** Entries from an annotation dataset **
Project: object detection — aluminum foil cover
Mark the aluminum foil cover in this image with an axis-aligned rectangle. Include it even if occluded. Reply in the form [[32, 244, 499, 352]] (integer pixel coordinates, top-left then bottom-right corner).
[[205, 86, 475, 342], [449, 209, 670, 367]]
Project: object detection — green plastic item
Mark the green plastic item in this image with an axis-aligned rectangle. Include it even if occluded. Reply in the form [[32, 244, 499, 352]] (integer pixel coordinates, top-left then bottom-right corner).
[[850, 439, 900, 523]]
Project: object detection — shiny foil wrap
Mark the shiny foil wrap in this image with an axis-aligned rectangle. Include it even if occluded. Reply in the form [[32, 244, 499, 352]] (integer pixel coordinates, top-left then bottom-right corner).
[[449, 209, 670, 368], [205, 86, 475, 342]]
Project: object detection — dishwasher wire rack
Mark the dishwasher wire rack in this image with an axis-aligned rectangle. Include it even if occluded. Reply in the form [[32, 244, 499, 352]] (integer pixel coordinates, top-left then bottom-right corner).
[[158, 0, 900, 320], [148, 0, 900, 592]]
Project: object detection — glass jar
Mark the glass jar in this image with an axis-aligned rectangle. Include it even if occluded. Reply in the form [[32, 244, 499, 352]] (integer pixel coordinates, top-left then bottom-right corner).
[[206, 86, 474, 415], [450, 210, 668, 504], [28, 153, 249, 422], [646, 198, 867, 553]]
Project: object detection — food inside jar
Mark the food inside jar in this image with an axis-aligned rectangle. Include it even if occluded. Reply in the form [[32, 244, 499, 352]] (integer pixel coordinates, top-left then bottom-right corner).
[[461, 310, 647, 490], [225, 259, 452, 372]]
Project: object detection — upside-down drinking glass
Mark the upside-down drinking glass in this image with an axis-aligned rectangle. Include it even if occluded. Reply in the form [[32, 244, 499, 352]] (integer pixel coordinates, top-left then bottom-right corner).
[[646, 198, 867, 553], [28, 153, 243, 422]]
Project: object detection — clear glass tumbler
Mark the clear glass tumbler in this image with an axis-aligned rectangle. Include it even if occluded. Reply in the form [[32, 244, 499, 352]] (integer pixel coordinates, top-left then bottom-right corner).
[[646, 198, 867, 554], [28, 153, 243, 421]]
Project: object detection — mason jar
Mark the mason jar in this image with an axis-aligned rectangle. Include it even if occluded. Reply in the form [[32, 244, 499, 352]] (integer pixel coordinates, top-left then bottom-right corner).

** Aim **
Repeat each entry word for word.

** Complete response **
Project: object detection — aluminum foil cover
Mark the aluminum foil cover in this image with an axis-aligned rectangle. Include it even if occluded. Reply in the form [[32, 244, 499, 352]] (integer pixel coordinates, top-left then bottom-right corner).
[[205, 86, 475, 342], [449, 209, 670, 367]]
Project: object detection — green plastic item
Mark the green plastic item in this image with an axis-aligned rectangle. Include it even if occluded. Reply in the form [[32, 244, 499, 352]] (integer pixel coordinates, top-left then bottom-right corner).
[[850, 439, 900, 523]]
Project: object detection — shiny foil wrap
Mark the shiny foil wrap in this image with an axis-aligned rectangle. Include it even if occluded. Reply in the form [[32, 244, 499, 352]] (integer pixel coordinates, top-left then bottom-right corner).
[[449, 209, 670, 368], [205, 86, 475, 342]]
Project: object detection — dishwasher wire rack
Mark the dishwasher wire rack in this image with an axis-aligned rectangle. Include it even if occluded. Reply in the form [[32, 244, 499, 352]] (integer pixel coordinates, top-left then bottom-right corner).
[[158, 0, 900, 320], [148, 0, 900, 592]]
Project: object detection — glass jar
Mark the glass jar in this image with an axis-aligned rectangle. Include it even if occluded. Reply in the form [[32, 244, 499, 352]] (integer pixel coordinates, top-left then bottom-right corner).
[[206, 86, 474, 415], [450, 210, 668, 504], [28, 153, 249, 422], [646, 198, 867, 553]]
Project: object detection — food inside jar
Mark the food inside jar in this image with an axis-aligned rectangle. Include it even if occluded. Reply in the form [[32, 244, 499, 352]] (integer pixel coordinates, top-left then bottom-right corner).
[[461, 310, 647, 490], [225, 259, 452, 372]]
Project: object detection — upside-down drinking glass
Mark the upside-down drinking glass in this image with an axis-aligned rectangle. Include it even if occluded. Reply in the form [[32, 244, 499, 352]] (integer pixel coordinates, top-left then bottom-right corner).
[[646, 198, 867, 553], [28, 153, 243, 422]]
Project: object detection — clear glass tumbler
Mark the clear glass tumbler in this image with an axis-aligned rectangle. Include it even if occluded. Reply in the form [[32, 244, 499, 352]] (integer pixel coordinates, top-left then bottom-right corner).
[[646, 198, 867, 554], [28, 153, 243, 421]]
Project: object detection — mason jar
Mark the mason jar in this image with an axis-aligned rectangle. Include it even if occluded. Reply in the form [[32, 244, 499, 352]] (integer pixel coordinates, top-left then bottom-right corner).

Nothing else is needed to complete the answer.